Claude Duneton

Notre ami Claude Duneton nous a quittés le 21 mars. Coïncidence : c’est un 22 mars (1997) qu’il fut l’invité d’honneur de la « Journée Céline » organisée par le BC ¹. On lira dans ces pages un bouquet d’hommages rendus par ses confrères au chroniqueur de la langue française, à l’homme de théâtre et à l’écrivain.

Il me revient peut-être de saluer ici le célinien émérite et pionnier. Sait-on qu’il fut l’un des premiers à adapter Céline au théâtre ? Cela se passait en novembre 1970 à Paris et il s’agissait – belle audace – d’une adaptation des Beaux draps ².  Éric Mazet s’en souvient : « Nous n’étions guère nombreux ! On avait l’air de conspirateurs. » Et d’ajouter : « Claude Duneton était un homme libre. D’une vive intelligence curieuse de tous les chemins de traverse, d’une grande culture voyageuse sans frontières et d’une malice dans le regard inoubliable ³. » Je souscris entièrement à ce point de vue en ajoutant, parmi d’autres qualités, sa grande modestie et ce courage tranquille qui lui faisait écrire des choses que la doxa feint d’ignorer. Ainsi rappelait-il volontiers que c’est l’anticommunisme, bien davantage que l’antisémitisme, que les épurateurs reprochaient à Céline après la guerre : « Jusqu’au milieu des années 1950, le sort des Juifs n’était pas vraiment détaché de celui des déportés de toutes catégories dans l’opinion des Français. Ce fut plus tard, presque dix ans après la défaite de l’Allemagne, qu’on se rendit compte, dans la foulée, du massacre distinctif – ethnique si l’on veut. (…) Céline est parti, in extremis, parce que les communistes étaient sur le point de lui faire la peau – et sans procès encore ! (…) Voilà la tare, la faute inexpiable : Céline était anticommuniste militant, et pire, antistalinien farouche, exactement, il l’avait crié à tous les échos. Mea culpa, Bagatelles, Les Beaux draps… 4 ». Outre ses préfaces pertinentes 5, on retiendra aussi de Duneton son « ode à Célne », Bal à Korsør 6,  publié en 1994 « à l’occasion de ses cent bougies ». Moins connu : son montage de textes, Appelez-moi Ferdinand, qu’il réalisa en 1980 pour la télévision française 7. Et il faudrait également citer ses chroniques langagières du Figaro qui firent souvent la part belle à Céline. Ainsi Claude Duneton n’a-t-il jamais cessé de se livrer à une défense et illustration de l’œuvre célinienne. Grâces lui en soient rendues.

§ **Tâche 1**
D'après l'hommage à Claude Duneton, répondez brièvement :
(a) À quelle date Claude Duneton est-il mort ?
(b) Quelle œuvre de Céline a-t-il adaptée au théâtre, et quand ?
(c) Quel titre porte le montage de textes qu'il réalisa en 1980 pour la télévision française ?
§ **Tâche 2**
Recopiez un passage de l'hommage à Claude Duneton : commencez aux mots « Notre ami Claude » et arrêtez-vous après « et à l’écrivain. ».
§ **Tâche 3**
Poursuivez l'hommage à Claude Duneton à la suite de sa dernière phrase.

§ **Extrait des données**
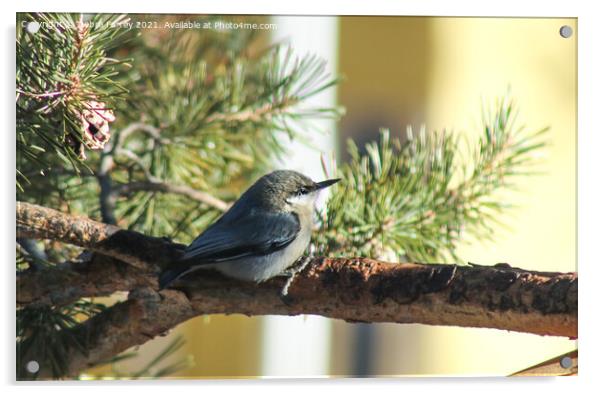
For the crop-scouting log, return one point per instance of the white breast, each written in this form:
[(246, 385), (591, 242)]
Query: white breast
[(261, 268)]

§ **Réponse rédigée 1**
(a) Le 21 mars.
(b) Les Beaux draps, en novembre 1970 à Paris.
(c) Appelez-moi Ferdinand.

§ **Réponse rédigée 2**
Notre ami Claude Duneton nous a quittés le 21 mars. Coïncidence : c’est un 22 mars (1997) qu’il fut l’invité d’honneur de la « Journée Céline » organisée par le BC ¹. On lira dans ces pages un bouquet d’hommages rendus par ses confrères au chroniqueur de la langue française, à l’homme de théâtre et à l’écrivain.

§ **Réponse rédigée 3**
  1. Les autres invités étaient Jean-Claude Albert-Weil, Éliane Bonabel, Nicole Debrie-Le Goullon et la Compagnie Catherine Sorba qui présenta des extraits de son adaptation de Guignol’s band.
  2. Les Beaux draps. Adaptation scénique de Claude Duneton. Librairie-galerie « Les Anamorphoses », 68 rue de Vaugirard, Paris 6ème. Mise en scène de Jean-Paul Wenzel. L’affiche du spectacle est reproduite dans le Catalogue de l’exposition Céline – Musée de l’Ancien Evêché de Lausanne, Edita, 1977.
  3. Commentaire d’Éric Mazet au lendemain de la mort de Claude Duneton sur le blog « Le Petit Célinien », 22 mars 2012 [http://www.lepetitcelinien.com]
  4. Préface de Claude Duneton à Céline au Danemark, 1945-1951 de David Alliot & François Marchetti, éditions du Rocher, 2008, pp. 9-13.
  5. Signalons aussi ses préfaces au livre d’Éric Mazet & Pierre Pécastaing, Images d’exil. Louis-Ferdinand Céline 1945-1951 (Copenhague-Korsør (Du Lérot et La Sirène, 2004) et à la biographie de Gen Paul, un peintre maudit parmi les siens par Jacques Lambert (La Table ronde, 2007).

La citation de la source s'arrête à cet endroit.